COMPITI ED ESERCIZI:
1. Rispondi a queste domande sul brano sulla perequazione delle pensioni.
(a) Quale legge, all'art. 59, comma 4, stabiliva che dal 1998 la perequazione automatica fosse l'unica forma di adeguamento delle prestazioni pensionistiche?
(b) A quale percentuale veniva limitato l'indice di rivalutazione dal 1° gennaio 2001 per le fasce di importo comprese tra tre e cinque volte il trattamento minimo INPS?
(c) In quale biennio il D.L. n. 201/2011 introduceva il blocco temporaneo dell'indicizzazione?
2. Ripeti parola per parola il brano sulla perequazione delle pensioni, cominciando da "E ancora, le" e terminando con "predetto trattamento minimo).".

ESTRATTO DELLA FONTE:
————————

Successivamente, la L. n. 449/1997 (Misure di stabilizzazione della finanza pubblica), all’art. 59, comma 4, disponeva che la perequazione automatica delle pensioni, prevista dal citato articolo 11, costituisse, a decorrere dal 1998, l’unica forma di adeguamento delle prestazioni pensionistiche, “con esclusione di diverse forme, ove ancora previste, di adeguamento anche collegate all’evoluzione delle retribuzioni di personale in servizio”.

E ancora, le modalità di applicazione del meccanismo di rivalutazione delle pensioni venivano definite dall’art. 34 della L. n. 448/1998[3] (Misure di finanza pubblica per la stabilizzazione e lo sviluppo), mentre l’art. 69 della L. n. 388/2000 (Disposizioni per la formazione del bilancio annuale e pluriennale dello Stato – legge finanziaria 2001) fissava la misura entro la quale si applica l’indice di rivalutazione automatica a decorrere dal 1° gennaio 2001 (limitandola al 90%, per le fasce di importo dei trattamenti pensionistici compresi tra tre e cinque volte il trattamento minimo INPS, e al 75% per le fasce di importo superiori a 5 volte il predetto trattamento minimo).

Il D.L. n. 201/2011, come noto, introduceva un blocco temporaneo nel biennio 2012-2013 dell’indicizzazione per le pensioni di importo superiore a tre volte il Tm (cioè 1.405,11 € nel 2011), rivisto poi parzialmente dal D.L. n. 65/2015 per rispondere ai rilievi della sentenza n. 70/2015 della Corte Costituzionale. In tal sede veniva prevista una rivalutazione parziale anche degli assegni inferiori a sei volte il Tm, confermando il blocco totale di quelli superiori a tale soglia[4].

Dal 1° gennaio 2014, la L. n. 147/2013 introduceva un nuovo strumento perequativo che, abbandonando i criteri di progressività, ha optato per una rivalutazione unica applicata direttamente sull’importo complessivo del trattamento pensionistico[5]. Il meccanismo, inoltre, prevedeva indici di perequazione meno favorevoli per i trattamenti superiori a tre volte il Tm[6].

Tali regole sono rimaste in vigore con limitate modifiche sino al 31 dicembre 2021[7]. Il basso tasso di inflazione registrato in quegli anni ha comunque contenuto gli effetti per i pensionati con assegni superiori a tre volte il TM.

Il 31/12/2021[8] sarebbe, dunque, dovuta cessare l’ennesima penalizzazione (di cui alla L. n. 145/2018 e L. n. 160/2019) a danno dei titolari di pensioni (superiori a 3-4 volte il minimo INPS), che ha visto la perequazione di tali pensioni azzerata, o fortemente limitata, in 11 degli ultimi 14 anni, calpestando però fondamentali principi costituzionali (in particolare quelli degli artt. 36 e 38). Dal 1° gennaio 2022, infatti, era tornato in vigore il sistema di perequazione in base alla L. n. 388/2000.

————————

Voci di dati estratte
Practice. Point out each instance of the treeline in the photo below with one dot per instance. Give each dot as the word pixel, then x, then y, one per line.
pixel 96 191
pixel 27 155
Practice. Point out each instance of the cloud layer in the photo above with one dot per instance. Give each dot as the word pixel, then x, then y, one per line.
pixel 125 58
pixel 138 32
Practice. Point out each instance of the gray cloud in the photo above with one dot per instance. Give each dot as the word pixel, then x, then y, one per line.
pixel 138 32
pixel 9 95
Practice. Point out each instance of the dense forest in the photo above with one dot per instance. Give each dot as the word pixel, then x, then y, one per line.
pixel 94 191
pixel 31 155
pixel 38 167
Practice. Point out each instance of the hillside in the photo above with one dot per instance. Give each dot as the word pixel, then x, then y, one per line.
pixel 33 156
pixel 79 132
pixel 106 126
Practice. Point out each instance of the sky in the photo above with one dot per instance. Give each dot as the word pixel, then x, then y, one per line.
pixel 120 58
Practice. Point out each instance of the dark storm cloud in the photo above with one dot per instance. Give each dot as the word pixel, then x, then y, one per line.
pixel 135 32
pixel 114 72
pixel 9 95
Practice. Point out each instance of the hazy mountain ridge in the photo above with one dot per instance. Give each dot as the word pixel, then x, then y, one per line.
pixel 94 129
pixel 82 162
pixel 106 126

————————

RISPOSTE FORNITE:
1.
(a) Lo stabiliva la L. n. 449/1997.
(b) L'indice veniva limitato al 90%.
(c) Il blocco riguardava il biennio 2012-2013.

2.
E ancora, le modalità di applicazione del meccanismo di rivalutazione delle pensioni venivano definite dall’art. 34 della L. n. 448/1998[3] (Misure di finanza pubblica per la stabilizzazione e lo sviluppo), mentre l’art. 69 della L. n. 388/2000 (Disposizioni per la formazione del bilancio annuale e pluriennale dello Stato – legge finanziaria 2001) fissava la misura entro la quale si applica l’indice di rivalutazione automatica a decorrere dal 1° gennaio 2001 (limitandola al 90%, per le fasce di importo dei trattamenti pensionistici compresi tra tre e cinque volte il trattamento minimo INPS, e al 75% per le fasce di importo superiori a 5 volte il predetto trattamento minimo).